# Exercise A:
In the column about the COVID-19 scare, what does the writer's friend, a supermarket chain manager, say is flying off the shelves?
# Exercise B:
Reproduce the column about the COVID-19 scare word for word, from "I enjoy eating" up to and including "the COVID-19 scare.".

# Source text:
# # # # # # #

Nuts at supermarket
And then, there’s that guy who slams me back on my feet when he sneezes violently all over the almonds nut that I’m carefully selecting at the hyper-market. Picture used for illustrative purpose only. Image Credit: Pixabay

I’m a guy who gets around a lot, and I mean a lot.

I enjoy eating out, I shop a lot and meet friends quite regularly.

Disclaimer: And I have my wife’s permission to do all this.

You get the picture?

But as a result, I am also exposed to all the crazy stuff that’s going on in the city due to the COVID-19 scare.

I see a lot of people wearing masks - surgical masks, disposable dust and filter masks and the grim looking black cloth face masks, like they are going to a protest march.

My friend, who is a manager in the major supermarket chain, says anti-bacterial sterilizers are flying off the shelves as residents grapple with their fears and the possibility of becoming a victim of the outbreak.

All this is ok, even if there is a theory that face masks are not effective and on the contrary could increase a person’s risk of contracting COVID-19.

They say ignorance is bliss and I kind of subscribe to that theory when I enter some restaurants, who appear to have no clue that the planet’s population are at risk.

It’s life as usual here and it kinda makes me comfortable and secure, for the time being.

And then, there’s that guy who slams me back on my feet when he sneezes violently all over the almonds nut that I’m carefully selecting at the hyper-market.

# # # # # # #

# Record extracts:

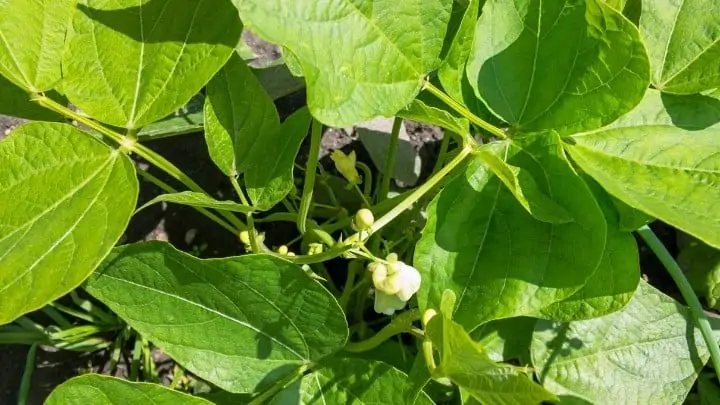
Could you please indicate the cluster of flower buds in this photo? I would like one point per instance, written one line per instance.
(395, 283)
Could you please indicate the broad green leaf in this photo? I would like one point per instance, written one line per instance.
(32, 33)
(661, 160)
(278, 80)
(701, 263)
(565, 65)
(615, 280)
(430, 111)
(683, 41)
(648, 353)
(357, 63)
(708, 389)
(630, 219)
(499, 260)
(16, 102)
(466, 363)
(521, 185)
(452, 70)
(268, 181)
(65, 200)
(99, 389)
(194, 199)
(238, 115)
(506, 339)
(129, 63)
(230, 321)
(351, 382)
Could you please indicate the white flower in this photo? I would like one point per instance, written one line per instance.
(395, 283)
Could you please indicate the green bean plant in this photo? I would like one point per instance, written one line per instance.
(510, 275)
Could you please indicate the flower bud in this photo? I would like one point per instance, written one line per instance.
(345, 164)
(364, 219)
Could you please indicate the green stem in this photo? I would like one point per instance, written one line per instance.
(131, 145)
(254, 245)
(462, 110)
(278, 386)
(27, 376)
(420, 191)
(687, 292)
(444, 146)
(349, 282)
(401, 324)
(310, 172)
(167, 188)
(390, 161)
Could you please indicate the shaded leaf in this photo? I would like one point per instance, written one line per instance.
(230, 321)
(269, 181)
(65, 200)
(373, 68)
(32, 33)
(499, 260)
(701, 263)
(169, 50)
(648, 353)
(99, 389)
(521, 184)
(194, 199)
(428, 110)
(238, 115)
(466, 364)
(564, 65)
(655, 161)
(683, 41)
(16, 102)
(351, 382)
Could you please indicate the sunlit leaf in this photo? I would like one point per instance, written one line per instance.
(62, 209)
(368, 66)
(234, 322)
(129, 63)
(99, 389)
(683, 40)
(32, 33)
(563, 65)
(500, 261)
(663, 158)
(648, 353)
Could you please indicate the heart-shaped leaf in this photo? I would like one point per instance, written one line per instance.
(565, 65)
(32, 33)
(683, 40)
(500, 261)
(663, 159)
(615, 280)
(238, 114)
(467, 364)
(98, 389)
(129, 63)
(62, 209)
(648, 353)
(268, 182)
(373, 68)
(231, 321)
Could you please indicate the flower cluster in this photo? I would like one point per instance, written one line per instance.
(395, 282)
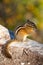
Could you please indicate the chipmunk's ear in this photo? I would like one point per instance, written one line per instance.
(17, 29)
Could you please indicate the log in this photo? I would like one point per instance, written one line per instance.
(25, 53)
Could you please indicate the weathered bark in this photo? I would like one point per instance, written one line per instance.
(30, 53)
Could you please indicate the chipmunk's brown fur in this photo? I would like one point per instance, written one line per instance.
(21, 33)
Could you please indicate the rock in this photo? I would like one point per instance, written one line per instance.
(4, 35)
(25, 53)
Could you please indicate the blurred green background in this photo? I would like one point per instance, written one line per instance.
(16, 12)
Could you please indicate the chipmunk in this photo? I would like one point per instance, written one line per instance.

# # # # # # #

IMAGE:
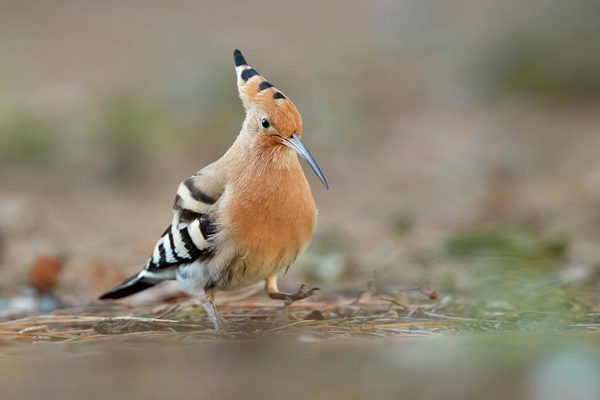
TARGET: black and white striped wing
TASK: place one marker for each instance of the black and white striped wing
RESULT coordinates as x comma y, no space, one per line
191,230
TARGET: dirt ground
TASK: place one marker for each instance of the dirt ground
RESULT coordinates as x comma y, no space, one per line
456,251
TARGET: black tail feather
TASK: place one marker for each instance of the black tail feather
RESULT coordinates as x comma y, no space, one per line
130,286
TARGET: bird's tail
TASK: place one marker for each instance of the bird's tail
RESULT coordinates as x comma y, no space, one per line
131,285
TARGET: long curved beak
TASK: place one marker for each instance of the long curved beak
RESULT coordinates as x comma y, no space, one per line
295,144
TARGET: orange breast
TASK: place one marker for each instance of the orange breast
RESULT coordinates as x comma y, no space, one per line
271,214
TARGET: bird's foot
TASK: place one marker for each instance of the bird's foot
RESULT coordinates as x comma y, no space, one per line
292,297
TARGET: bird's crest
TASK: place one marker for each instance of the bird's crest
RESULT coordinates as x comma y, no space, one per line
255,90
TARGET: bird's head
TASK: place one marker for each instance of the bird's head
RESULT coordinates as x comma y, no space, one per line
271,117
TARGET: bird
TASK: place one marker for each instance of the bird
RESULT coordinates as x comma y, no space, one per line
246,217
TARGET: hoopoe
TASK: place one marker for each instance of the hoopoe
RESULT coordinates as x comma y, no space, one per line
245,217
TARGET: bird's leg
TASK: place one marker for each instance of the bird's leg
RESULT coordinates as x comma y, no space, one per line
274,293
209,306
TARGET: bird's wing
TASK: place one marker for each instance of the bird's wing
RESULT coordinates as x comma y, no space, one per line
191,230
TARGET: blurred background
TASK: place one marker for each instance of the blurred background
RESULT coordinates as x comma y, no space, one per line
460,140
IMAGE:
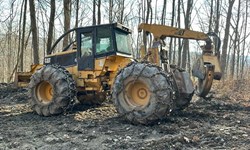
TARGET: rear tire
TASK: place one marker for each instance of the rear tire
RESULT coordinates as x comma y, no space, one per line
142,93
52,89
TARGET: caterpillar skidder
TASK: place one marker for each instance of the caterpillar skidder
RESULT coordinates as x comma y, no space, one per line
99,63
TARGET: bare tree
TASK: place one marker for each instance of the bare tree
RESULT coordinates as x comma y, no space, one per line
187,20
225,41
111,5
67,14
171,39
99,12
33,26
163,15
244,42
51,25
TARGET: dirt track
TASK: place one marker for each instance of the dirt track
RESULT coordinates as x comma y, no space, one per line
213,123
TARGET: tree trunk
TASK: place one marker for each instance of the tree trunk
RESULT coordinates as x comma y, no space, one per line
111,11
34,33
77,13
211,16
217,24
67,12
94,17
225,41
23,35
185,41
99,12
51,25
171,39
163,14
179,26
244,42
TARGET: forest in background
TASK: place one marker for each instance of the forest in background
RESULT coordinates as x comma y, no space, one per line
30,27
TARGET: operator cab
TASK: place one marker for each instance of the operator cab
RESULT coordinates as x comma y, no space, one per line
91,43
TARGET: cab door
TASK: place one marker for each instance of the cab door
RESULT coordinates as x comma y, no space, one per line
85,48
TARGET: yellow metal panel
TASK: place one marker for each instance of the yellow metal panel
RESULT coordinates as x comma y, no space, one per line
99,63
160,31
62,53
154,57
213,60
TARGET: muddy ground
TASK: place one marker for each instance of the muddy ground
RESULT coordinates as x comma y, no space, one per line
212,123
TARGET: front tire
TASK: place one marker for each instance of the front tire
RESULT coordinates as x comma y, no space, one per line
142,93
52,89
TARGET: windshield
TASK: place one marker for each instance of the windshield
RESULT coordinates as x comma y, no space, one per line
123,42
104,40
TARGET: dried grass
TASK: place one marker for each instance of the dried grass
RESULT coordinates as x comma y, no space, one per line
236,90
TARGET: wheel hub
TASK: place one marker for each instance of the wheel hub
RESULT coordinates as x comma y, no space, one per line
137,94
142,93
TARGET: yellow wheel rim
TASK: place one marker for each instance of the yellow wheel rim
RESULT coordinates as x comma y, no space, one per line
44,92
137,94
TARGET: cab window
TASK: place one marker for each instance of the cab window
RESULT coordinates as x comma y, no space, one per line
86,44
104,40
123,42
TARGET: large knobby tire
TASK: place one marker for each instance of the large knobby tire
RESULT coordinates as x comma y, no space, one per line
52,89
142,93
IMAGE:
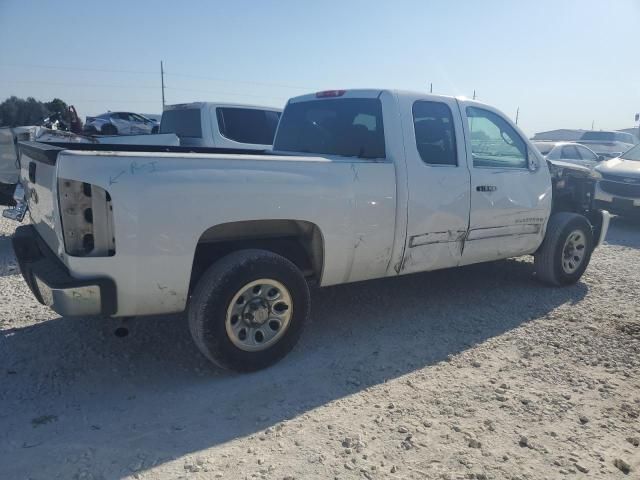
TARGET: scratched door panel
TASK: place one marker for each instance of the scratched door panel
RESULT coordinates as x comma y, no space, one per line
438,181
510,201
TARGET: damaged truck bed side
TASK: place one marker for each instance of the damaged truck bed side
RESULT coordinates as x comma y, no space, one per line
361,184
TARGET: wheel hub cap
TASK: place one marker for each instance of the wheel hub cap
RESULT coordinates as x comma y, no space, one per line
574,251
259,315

# # # # # # #

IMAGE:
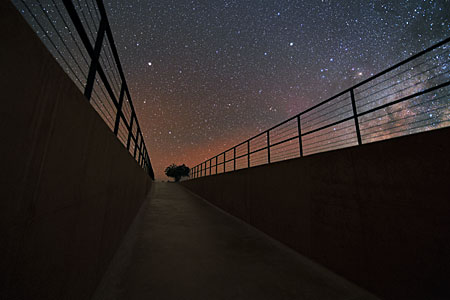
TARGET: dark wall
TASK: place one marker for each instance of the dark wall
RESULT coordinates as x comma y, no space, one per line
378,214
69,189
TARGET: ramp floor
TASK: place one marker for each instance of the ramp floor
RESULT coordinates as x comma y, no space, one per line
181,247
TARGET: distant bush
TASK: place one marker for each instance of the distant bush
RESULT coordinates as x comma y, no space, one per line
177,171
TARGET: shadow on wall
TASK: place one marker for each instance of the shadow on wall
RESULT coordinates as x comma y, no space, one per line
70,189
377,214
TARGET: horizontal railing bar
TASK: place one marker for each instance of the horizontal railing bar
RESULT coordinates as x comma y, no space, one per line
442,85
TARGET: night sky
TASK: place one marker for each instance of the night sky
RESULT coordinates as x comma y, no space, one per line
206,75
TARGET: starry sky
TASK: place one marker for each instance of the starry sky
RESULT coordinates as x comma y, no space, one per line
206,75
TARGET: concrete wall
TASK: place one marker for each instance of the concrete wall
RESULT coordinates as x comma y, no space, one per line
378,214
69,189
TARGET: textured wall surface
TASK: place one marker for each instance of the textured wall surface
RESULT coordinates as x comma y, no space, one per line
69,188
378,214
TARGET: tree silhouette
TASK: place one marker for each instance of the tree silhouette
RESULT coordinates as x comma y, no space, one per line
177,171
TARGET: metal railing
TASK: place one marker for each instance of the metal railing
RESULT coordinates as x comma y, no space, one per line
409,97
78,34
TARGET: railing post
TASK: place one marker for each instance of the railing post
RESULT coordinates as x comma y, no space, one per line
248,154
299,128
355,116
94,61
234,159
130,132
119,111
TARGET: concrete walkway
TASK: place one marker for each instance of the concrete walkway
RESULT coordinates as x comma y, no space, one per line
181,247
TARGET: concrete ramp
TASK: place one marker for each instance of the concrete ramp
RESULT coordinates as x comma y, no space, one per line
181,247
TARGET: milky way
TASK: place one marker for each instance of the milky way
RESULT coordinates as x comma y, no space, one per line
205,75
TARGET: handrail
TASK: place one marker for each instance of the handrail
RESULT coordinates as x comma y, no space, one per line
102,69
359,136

# # # # # # #

# Answer section A:
Anti-bacterial sterilizers.

# Answer section B:
I enjoy eating out, I shop a lot and meet friends quite regularly.

Disclaimer: And I have my wife’s permission to do all this.

You get the picture?

But as a result, I am also exposed to all the crazy stuff that’s going on in the city due to the COVID-19 scare.